La política ya no se pierde en el Congreso. Se pierde en el feed. Las crisis modernas no esperan un debate parlamentario: se instalan en segundos, se multiplican en minutos y pueden destruir una agenda presidencial antes de que llegue al noticiero de la noche. En cada campaña presidencial discutimos sobre programas de gobierno, trayectorias, promesas y alianzas. Pero hay una competencia que, aunque siempre ha sido importante, solía cumplir un rol de soporte y hoy es un requisito protagónico: la capacidad de manejar las comunicaciones.
No es un detalle accesorio. En la era de los nuevos medios, las redes sociales y las tecnologías exponenciales, gobernar es también navegar, y sobrevivir, en un océano comunicacional que no da tregua. Bots, desinformación, noticias falsas y campañas coordinadas pueden cambiar el curso de la agenda de un gobierno en cuestión de horas.
Lo vimos en 2019, cuando el presidente Piñera enfrentó el inicio de un ciclo de protestas amplificado por una transición aún incipiente hacia el dominio creciente de las redes sociales. Y lo hemos visto también en el gobierno del presidente Boric, donde episodios como la polémica por los indultos de 2023, que detonó una tormenta política y mediática, demostraron cómo una gestión comunicacional insuficiente puede escalar una crisis y condicionar la agenda durante meses.

* Lista de tareas
(a) Del texto sobre comunicación política, copia el fragmento que empieza con "No es un detalle" y llega hasta "agenda durante meses.", y reemplaza "redes sociales" por "plataformas digitales".
(b) Prolonga el texto sobre comunicación política a partir de su última oración.
Estos datos no tienen relación con el texto.

(Registros tomados de un conjunto de datos)
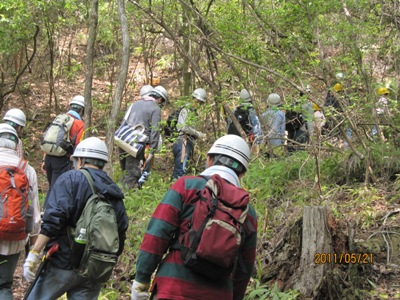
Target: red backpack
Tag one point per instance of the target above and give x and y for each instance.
(216, 233)
(14, 189)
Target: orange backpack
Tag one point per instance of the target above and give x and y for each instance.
(14, 206)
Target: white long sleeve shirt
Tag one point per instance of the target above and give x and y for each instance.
(10, 157)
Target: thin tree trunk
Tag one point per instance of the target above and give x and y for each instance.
(316, 247)
(120, 86)
(93, 20)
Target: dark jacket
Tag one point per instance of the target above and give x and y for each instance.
(65, 203)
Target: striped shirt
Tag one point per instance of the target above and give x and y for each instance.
(10, 157)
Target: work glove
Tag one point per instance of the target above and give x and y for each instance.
(140, 291)
(30, 265)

* Respuestas en orden
(a)
No es un detalle accesorio. En la era de los nuevos medios, las plataformas digitales y las tecnologías exponenciales, gobernar es también navegar, y sobrevivir, en un océano comunicacional que no da tregua. Bots, desinformación, noticias falsas y campañas coordinadas pueden cambiar el curso de la agenda de un gobierno en cuestión de horas.
Lo vimos en 2019, cuando el presidente Piñera enfrentó el inicio de un ciclo de protestas amplificado por una transición aún incipiente hacia el dominio creciente de las plataformas digitales. Y lo hemos visto también en el gobierno del presidente Boric, donde episodios como la polémica por los indultos de 2023, que detonó una tormenta política y mediática, demostraron cómo una gestión comunicacional insuficiente puede escalar una crisis y condicionar la agenda durante meses.

(b)
Este fenómeno no es solo un problema de imagen: es parte de la crisis global de la democracia. Las tecnologías exponenciales han multiplicado la velocidad, el alcance y la emocionalidad de la conversación pública, dejando a los gobiernos expuestos a “tormentas perfectas” que combinan información, desinformación y estados de ánimo colectivos. En ese escenario, la fortaleza comunicacional de un presidente no es un accesorio, es un factor de estabilidad institucional.
Lo que viene no será más fácil. La inteligencia artificial generativa, las plataformas cada vez más segmentadas y las audiencias con umbrales de atención más bajos harán que las crisis sean cada vez más frecuentes y extremadamente difíciles de controlar. No se trata de marketing político, sino de estrategia: anticipar escenarios, modular mensajes, decidir cuándo y cómo responder, y, sobre todo, mantener el foco en el proyecto de país sin quedar atrapado en la lógica reactiva del día a día.
En este contexto, un manejo comunicacional sólido es un indicador de gobernabilidad. Un presidente o presidenta que no sabe comunicar con eficacia y resiliencia tendrá menos capacidad de implementar su agenda, porque el ruido lo arrastrará una y otra vez a defensas improvisadas. Gobernar ya no es solo diseñar políticas públicas: es también saber protegerlas y explicarlas en tiempo real, con transparencia y responsabilidad.
Tal vez ha llegado la hora de que, junto a los debates sobre economía, seguridad y educación, también preguntemos: ¿Cómo enfrenta este candidato una crisis viral? ¿Sabe comunicar sin incendiar? ¿Tiene un relato capaz de resistir embates, contener el ruido y mantener el timón firme para gobernar más y reaccionar menos?
Hoy, un error comunicacional puede tumbar una agenda. Mañana, puede tumbar un gobierno. Y si la torpeza persiste, también la democracia.